§ Exercise objective
Each line of the data needs to be transcribed exactly.

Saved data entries
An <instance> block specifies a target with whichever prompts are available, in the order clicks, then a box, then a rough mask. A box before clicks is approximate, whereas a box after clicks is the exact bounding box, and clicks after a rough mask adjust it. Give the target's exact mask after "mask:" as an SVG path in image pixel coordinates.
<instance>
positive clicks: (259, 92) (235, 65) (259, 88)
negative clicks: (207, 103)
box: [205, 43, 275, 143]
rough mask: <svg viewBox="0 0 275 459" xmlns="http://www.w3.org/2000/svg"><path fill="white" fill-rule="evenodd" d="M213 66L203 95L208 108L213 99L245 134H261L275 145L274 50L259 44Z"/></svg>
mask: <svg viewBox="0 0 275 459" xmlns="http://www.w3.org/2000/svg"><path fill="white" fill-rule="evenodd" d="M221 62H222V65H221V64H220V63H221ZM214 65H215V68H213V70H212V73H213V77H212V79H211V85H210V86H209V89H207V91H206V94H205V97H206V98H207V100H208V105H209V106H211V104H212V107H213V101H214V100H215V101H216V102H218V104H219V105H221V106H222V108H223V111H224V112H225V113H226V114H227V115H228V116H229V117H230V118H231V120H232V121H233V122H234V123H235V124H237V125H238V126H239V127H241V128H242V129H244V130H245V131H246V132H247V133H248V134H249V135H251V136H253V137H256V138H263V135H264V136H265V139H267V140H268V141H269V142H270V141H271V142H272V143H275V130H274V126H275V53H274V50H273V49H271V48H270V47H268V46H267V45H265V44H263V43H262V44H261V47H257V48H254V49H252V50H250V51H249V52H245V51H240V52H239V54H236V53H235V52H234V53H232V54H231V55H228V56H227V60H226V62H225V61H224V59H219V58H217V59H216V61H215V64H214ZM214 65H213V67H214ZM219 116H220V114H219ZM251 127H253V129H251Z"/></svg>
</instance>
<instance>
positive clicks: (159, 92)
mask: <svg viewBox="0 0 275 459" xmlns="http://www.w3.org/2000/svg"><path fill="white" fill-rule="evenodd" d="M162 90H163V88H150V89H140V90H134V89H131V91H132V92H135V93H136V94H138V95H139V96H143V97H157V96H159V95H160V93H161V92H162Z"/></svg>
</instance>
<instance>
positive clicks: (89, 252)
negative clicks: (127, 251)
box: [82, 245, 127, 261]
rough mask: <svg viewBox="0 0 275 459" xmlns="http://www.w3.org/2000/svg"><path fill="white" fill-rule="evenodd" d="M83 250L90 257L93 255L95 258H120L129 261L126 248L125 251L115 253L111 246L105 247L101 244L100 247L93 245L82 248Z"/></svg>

§ Response area
An <instance> block specifies a target with whichever prompts are available, in the order clicks, then a box, then a rough mask. A box before clicks is approximate, whereas a box after clicks is the exact bounding box, and clicks after a rough mask adjust it. Give the target's exact mask after "mask:" as an SVG path in image pixel coordinates.
<instance>
positive clicks: (259, 92) (235, 65) (259, 88)
negative clicks: (207, 103)
box: [205, 43, 275, 143]
rough mask: <svg viewBox="0 0 275 459" xmlns="http://www.w3.org/2000/svg"><path fill="white" fill-rule="evenodd" d="M213 66L203 95L208 108L213 99L245 134H261L275 145L274 50L259 44Z"/></svg>
mask: <svg viewBox="0 0 275 459" xmlns="http://www.w3.org/2000/svg"><path fill="white" fill-rule="evenodd" d="M221 62H222V65H221V64H220V63H221ZM214 65H215V68H213V70H212V73H213V77H212V79H211V85H210V86H209V89H207V91H206V94H205V97H206V98H207V100H208V105H209V106H211V104H212V107H213V101H214V100H215V101H216V102H218V104H219V105H221V106H222V108H223V111H224V112H225V113H226V114H227V115H228V116H229V117H230V118H231V120H232V121H233V122H234V123H235V124H237V125H238V126H239V127H241V128H242V129H244V130H245V131H246V132H247V133H248V134H249V135H251V136H253V137H256V138H263V135H264V136H265V139H267V140H268V141H269V142H270V141H271V142H272V143H275V130H274V126H275V53H274V50H273V49H271V48H270V47H268V46H267V45H265V44H263V43H262V44H261V47H257V48H254V49H252V50H250V51H249V52H245V51H240V52H239V54H236V53H235V52H234V53H232V54H231V55H228V56H227V60H226V62H225V61H224V59H219V58H217V59H216V61H215V64H214ZM214 65H213V67H214ZM219 116H220V114H219ZM251 127H253V129H251Z"/></svg>
</instance>
<instance>
positive clicks: (159, 92)
mask: <svg viewBox="0 0 275 459" xmlns="http://www.w3.org/2000/svg"><path fill="white" fill-rule="evenodd" d="M162 90H163V88H150V89H140V90H134V89H131V91H132V92H135V93H136V94H138V95H139V96H143V97H157V96H159V95H160V93H161V92H162Z"/></svg>
</instance>
<instance>
positive clicks: (89, 252)
negative clicks: (127, 251)
box: [82, 245, 127, 261]
rough mask: <svg viewBox="0 0 275 459" xmlns="http://www.w3.org/2000/svg"><path fill="white" fill-rule="evenodd" d="M83 250L90 257L93 255L95 258H120L129 261L126 248L125 251L115 253L111 246L105 247L101 244L100 247L93 245L82 248Z"/></svg>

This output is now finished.